It is a fourth aspect of the present invention to provide a method of regulating the throughput of ink from an ink source to an inkjet print head. The method includes the step of automatically actuating a valve in response to a higher pressure differential across a membrane, which separates a pressurized ink chamber and an area surrounding the pressurized chamber, where such actuation is operative at the higher pressure differential to open the valve allowing fluid communication between the ink source and the pressurized ink chamber thereby causing a subsequent decrease the pressure differential across the membrane, and operative at a resulting lower pressure differential to close the valve again so as to inhibit again fluid communication between the ink source and the ink chamber.
In a more detailed embodiment of the fourth aspect, the valve comprises a lever operatively coupled to a seal that selectively restricts fluid communication between the pressurized ink chamber and the ink source. In another more detailed embodiment, an area surrounding the pressurized chamber includes an ink reservoir that is also the ink source.

Work instructions
• 1. Reproduce the passage of the inkjet valve text from "In a more detailed" to "also the ink source.".
• 2. According to the inkjet valve text, what does the valve comprise in the more detailed embodiment of the fourth aspect?
The data isn't needed for anything here.

Records from a dataset
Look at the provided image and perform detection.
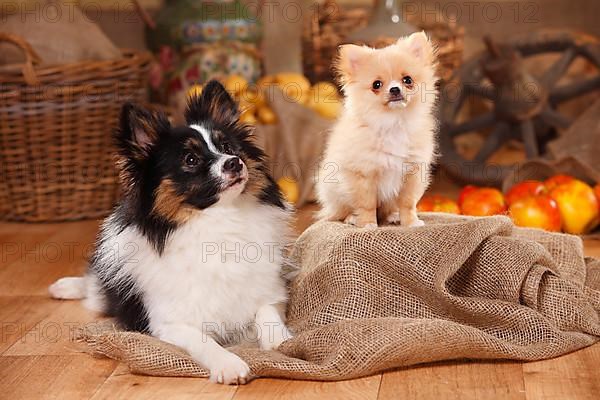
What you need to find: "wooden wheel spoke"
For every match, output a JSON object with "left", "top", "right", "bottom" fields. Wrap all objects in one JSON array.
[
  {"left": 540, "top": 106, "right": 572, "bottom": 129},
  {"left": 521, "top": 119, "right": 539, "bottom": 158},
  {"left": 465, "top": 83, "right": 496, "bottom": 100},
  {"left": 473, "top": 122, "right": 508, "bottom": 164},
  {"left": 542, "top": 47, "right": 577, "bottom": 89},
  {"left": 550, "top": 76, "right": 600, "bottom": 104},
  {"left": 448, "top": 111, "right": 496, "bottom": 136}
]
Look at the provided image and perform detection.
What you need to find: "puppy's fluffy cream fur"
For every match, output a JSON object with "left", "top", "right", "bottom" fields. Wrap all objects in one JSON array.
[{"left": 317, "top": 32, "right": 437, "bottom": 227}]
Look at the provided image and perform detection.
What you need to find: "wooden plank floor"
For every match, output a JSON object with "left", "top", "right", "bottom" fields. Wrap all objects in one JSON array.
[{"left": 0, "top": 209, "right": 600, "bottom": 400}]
---
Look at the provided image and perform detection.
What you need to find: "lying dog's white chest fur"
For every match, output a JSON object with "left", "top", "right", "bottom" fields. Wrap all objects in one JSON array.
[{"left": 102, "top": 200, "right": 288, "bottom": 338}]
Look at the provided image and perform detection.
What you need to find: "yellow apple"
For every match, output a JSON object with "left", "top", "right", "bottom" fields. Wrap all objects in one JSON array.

Solutions to the problems
• 1.
In a more detailed embodiment of the fourth aspect, the valve comprises a lever operatively coupled to a seal that selectively restricts fluid communication between the pressurized ink chamber and the ink source. In another more detailed embodiment, an area surrounding the pressurized chamber includes an ink reservoir that is also the ink source.

• 2. A lever operatively coupled to a seal that selectively restricts fluid communication between the pressurized ink chamber and the ink source.